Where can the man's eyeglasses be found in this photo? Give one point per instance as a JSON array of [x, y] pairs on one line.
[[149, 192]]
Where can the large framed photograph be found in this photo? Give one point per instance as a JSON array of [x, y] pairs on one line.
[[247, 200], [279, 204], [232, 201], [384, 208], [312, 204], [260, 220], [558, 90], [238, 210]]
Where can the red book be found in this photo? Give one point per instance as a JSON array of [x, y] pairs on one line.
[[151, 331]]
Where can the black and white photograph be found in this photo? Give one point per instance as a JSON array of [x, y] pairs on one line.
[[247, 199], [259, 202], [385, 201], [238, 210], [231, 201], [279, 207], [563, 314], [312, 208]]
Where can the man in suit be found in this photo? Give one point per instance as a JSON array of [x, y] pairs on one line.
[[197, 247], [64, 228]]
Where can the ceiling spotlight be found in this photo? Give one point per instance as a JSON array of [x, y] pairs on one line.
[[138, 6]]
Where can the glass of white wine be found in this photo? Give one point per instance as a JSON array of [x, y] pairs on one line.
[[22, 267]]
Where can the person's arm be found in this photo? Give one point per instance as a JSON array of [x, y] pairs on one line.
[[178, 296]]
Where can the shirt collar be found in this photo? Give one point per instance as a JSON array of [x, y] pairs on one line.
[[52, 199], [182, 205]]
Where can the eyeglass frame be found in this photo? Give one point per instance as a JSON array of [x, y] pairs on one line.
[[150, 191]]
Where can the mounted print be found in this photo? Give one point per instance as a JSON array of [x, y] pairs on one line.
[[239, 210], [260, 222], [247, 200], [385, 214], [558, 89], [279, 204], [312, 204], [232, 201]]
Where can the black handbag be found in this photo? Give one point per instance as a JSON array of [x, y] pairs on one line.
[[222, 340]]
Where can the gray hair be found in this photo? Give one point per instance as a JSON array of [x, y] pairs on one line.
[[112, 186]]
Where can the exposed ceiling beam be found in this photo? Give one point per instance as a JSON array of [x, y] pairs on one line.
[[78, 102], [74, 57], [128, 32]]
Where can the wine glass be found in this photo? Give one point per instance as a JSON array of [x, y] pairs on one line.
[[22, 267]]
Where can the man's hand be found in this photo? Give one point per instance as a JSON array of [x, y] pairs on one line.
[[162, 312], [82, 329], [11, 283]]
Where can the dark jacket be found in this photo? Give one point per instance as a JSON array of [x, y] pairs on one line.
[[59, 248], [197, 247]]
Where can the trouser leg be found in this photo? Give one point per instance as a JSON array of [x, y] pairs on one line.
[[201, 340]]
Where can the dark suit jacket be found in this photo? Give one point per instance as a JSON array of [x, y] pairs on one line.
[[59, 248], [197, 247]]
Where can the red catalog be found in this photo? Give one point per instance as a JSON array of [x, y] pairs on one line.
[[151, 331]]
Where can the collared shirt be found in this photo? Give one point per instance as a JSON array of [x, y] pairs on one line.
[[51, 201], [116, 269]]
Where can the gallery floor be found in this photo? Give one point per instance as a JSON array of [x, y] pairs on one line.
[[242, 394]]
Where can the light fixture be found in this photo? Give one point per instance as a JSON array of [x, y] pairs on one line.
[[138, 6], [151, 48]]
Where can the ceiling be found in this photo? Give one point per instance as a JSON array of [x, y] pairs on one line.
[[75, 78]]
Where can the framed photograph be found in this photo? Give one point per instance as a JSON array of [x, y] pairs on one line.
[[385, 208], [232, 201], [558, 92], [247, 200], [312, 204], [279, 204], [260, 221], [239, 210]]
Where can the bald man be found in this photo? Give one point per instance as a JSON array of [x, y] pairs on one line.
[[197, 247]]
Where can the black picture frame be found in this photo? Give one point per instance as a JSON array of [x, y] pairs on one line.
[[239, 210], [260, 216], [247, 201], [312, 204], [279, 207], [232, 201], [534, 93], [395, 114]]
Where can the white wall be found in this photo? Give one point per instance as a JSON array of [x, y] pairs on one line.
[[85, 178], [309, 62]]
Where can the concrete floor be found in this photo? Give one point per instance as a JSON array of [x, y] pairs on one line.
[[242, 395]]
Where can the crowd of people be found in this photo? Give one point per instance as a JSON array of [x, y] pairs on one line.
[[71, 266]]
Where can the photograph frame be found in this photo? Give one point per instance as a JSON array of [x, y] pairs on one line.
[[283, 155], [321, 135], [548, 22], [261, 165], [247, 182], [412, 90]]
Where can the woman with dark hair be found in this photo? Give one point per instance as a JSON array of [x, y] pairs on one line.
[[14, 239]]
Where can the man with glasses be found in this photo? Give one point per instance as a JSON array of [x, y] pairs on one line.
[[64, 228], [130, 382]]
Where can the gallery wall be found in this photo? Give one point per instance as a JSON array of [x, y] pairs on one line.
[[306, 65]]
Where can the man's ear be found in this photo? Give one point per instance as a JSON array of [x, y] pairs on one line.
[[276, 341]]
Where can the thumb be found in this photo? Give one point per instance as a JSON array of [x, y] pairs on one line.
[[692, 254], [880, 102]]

───

▶ **Written exercise**
Render the records from the line containing "Where can the gallery floor" through the end as a JSON list of strings, one string per line, leaving out blank lines.

▶ **Task response**
[
  "Where can the gallery floor be found in this photo? Give one point per instance as a JSON array of [x, y] pairs on one line.",
  "[[242, 394]]",
  "Where can the light fixture be found in this photo? Give one point per instance as a JSON array of [x, y] pairs on one line.",
  "[[138, 6], [151, 48]]",
  "Where can the ceiling be found in this photo? Give one point per instance as a JSON array of [x, y] pairs on one line.",
  "[[75, 78]]",
  "Where can the framed photograph be found in this photo? Give one point per instance as a JSON array of [x, y] pairs on one line.",
  "[[385, 208], [232, 201], [558, 92], [247, 200], [312, 204], [279, 204], [260, 221], [239, 210]]",
  "Where can the bald man be found in this photo? Give one point per instance as a JSON array of [x, y] pairs on one line.",
  "[[197, 247]]",
  "Where can the black picture frame be found in this photo? Give one point per instance as a JSON array of [x, y] pairs on one line.",
  "[[239, 210], [260, 216], [247, 201], [312, 204], [279, 207], [232, 201], [534, 93], [395, 114]]",
  "Where can the white wall be found in this photo? Give one point per instance as a JSON array of [x, y] pairs on one line.",
  "[[85, 178], [309, 62]]",
  "Where can the concrete floor be found in this photo? Give one point per instance as a JSON array of [x, y] pairs on one line.",
  "[[242, 395]]",
  "Where can the crowd of people be found in this photo? Give one point per instance as a JSON array of [x, y] pairs on one line.",
  "[[71, 266]]",
  "Where can the photograph frame be found in this photo? Give one point per instance as a JSON array of [x, y] pairs on one line.",
  "[[283, 155], [321, 135], [548, 22], [261, 165], [247, 182], [412, 90]]",
  "Where can the woman with dark hair be found in this photo? Give one point per instance as a JSON array of [x, y] pairs on one line.",
  "[[14, 239]]",
  "Where can the man with glasses be found in this photo? Give one point per instance as a JSON array of [x, y] pairs on one line.",
  "[[64, 228], [130, 382]]",
  "Where can the gallery wall be found in this photo? Give one point per instance as a JSON array of [x, y] pairs on one line.",
  "[[306, 65]]",
  "Where can the man's ear be found in this photo? Give one point per instance as a JSON array of [x, y] pairs on one line.",
  "[[276, 341]]",
  "Where can the thumb be found in this photo? Give one point per instance as a JSON array of [x, y] pairs on one line.",
  "[[692, 254], [880, 102]]"
]